Aufgabe: Schreiben Sie aus dem Textauszug über die Europäische Investitionsbank den Abschnitt von „Newsdesk Heute“ bis einschließlich „mit Armin Wolf.“ wortgetreu ab.

EU-Chefinvestorin

"Haben 70 Jahre von Friedensdividende profitiert"

Die EU muss jetzt gewaltige Summen investieren, um in Sachen Energie und militärischer Sicherheit auf eigenen Füßen stehen zu können.

Newsdesk Heute
"Haben 70 Jahre von Friedensdividende profitiert"
Als Präsidentin der Europäischen Investitionsbank EIB ist Nadia Calviño die Chefinvestorin der EU. Am 11. September 2024 war sie zu Gast in der ZIB2 mit Armin Wolf.
Screenshot ORF

Die Europäischen Investitionsbank ist eine wenig bekannte EU-Institution mit viel Macht und tiefen Taschen. Seit ihrer Gründung 1958 hat sie rund 1,5 Billionen Euro an Fördermitteln weltweit verteilt. Selbst sieht man sich am Sitz in Luxemburg als "Klimabank", die vorrangig grüne Projekte unterstützen und somit die Energiewende vorantreiben will. Aktuell stehen jährlich etwa 80 Milliarden Euro zur Verfügung.

Jetzt gibt es aber Druck aus Frankreich und anderen Ländern, auch verstärkt in die Atomkraft zu investieren. "Europa muss sich dieser Frage zweifelsfrei stellen. Die Priorität und Zielsetzung liegen aber klar im Bereich der Erneuerbaren Energie", sagt Wilhelm Molterer, ehemaliger EIB-Vize zum ORF.

Gesammeltes Material:
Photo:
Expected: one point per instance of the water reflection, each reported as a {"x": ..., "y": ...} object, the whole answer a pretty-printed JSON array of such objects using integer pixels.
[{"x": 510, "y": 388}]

Antwort zur Aufgabe:
Newsdesk Heute
"Haben 70 Jahre von Friedensdividende profitiert"
Als Präsidentin der Europäischen Investitionsbank EIB ist Nadia Calviño die Chefinvestorin der EU. Am 11. September 2024 war sie zu Gast in der ZIB2 mit Armin Wolf.